Exercise description:
Copy every one of the entries below line for line, with no changes.

=-=-=

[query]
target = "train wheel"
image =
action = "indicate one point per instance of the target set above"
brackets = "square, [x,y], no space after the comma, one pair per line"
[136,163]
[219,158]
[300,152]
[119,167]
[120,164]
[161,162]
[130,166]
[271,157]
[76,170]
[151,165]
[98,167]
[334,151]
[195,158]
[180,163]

=-=-=

Correct answer:
[query]
target = "train wheel"
image =
action = "indicate one point per instance of the target set above"
brackets = "square, [x,y], no space after the comma, one pair per line"
[136,163]
[219,158]
[300,152]
[119,167]
[120,164]
[161,162]
[130,166]
[271,157]
[76,170]
[151,165]
[98,167]
[334,151]
[195,158]
[180,163]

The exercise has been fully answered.